[WHAT IS ASKED]:
In the passage on T.S. Eliot, starting at "Just forty years" and ending at "the twentieth century.", rewrite the text with "slim" replaced by "short".

Section : MODERN THOUGHT
Issue Date : 1 / 1989  4,472 Words
Author : Russell Kirk
Russell Kirk is the author of more than thirty books, including The Conservative Mind, now available in its seventh revised edition.

       Just forty years ago, T.S. Eliot published his slim book Notes Towards the Definition of Culture, which attracted much serious attention in 1948, and deserves discussion still. In his last chapter, Eliot touched upon the deterioration of European culture during the twentieth century.
       
        We know, he wrote, "that whether education can foster and improve culture or not, it can surely adulterate and degrade it. For there is no doubt that in our headlong rush to educate everybody, we are lowering our standards, and more and more abandoning the study of those subjects by which the essentials of our culture--of that part of it which is transmissible by education--are transmitted; destroying our ancient edifices to make ready the ground upon which the barbarian nomads of the future will encamp in their mechanized caravans."

[STORED ROWS]:

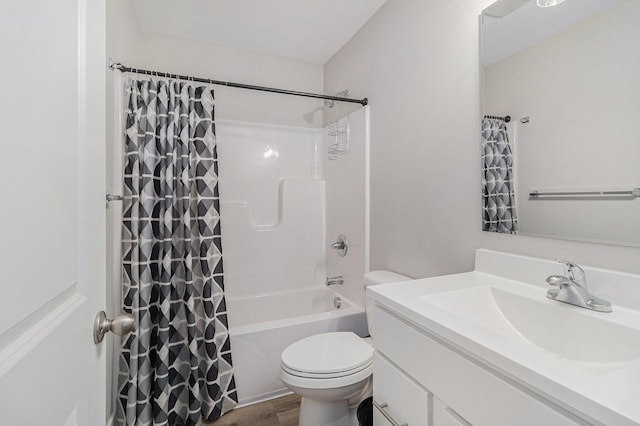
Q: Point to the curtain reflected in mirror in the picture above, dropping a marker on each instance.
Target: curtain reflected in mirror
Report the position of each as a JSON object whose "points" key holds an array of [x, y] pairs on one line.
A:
{"points": [[568, 75]]}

[SOLUTION TO THE EXERCISE]:
Just forty years ago, T.S. Eliot published his short book Notes Towards the Definition of Culture, which attracted much serious attention in 1948, and deserves discussion still. In his last chapter, Eliot touched upon the deterioration of European culture during the twentieth century.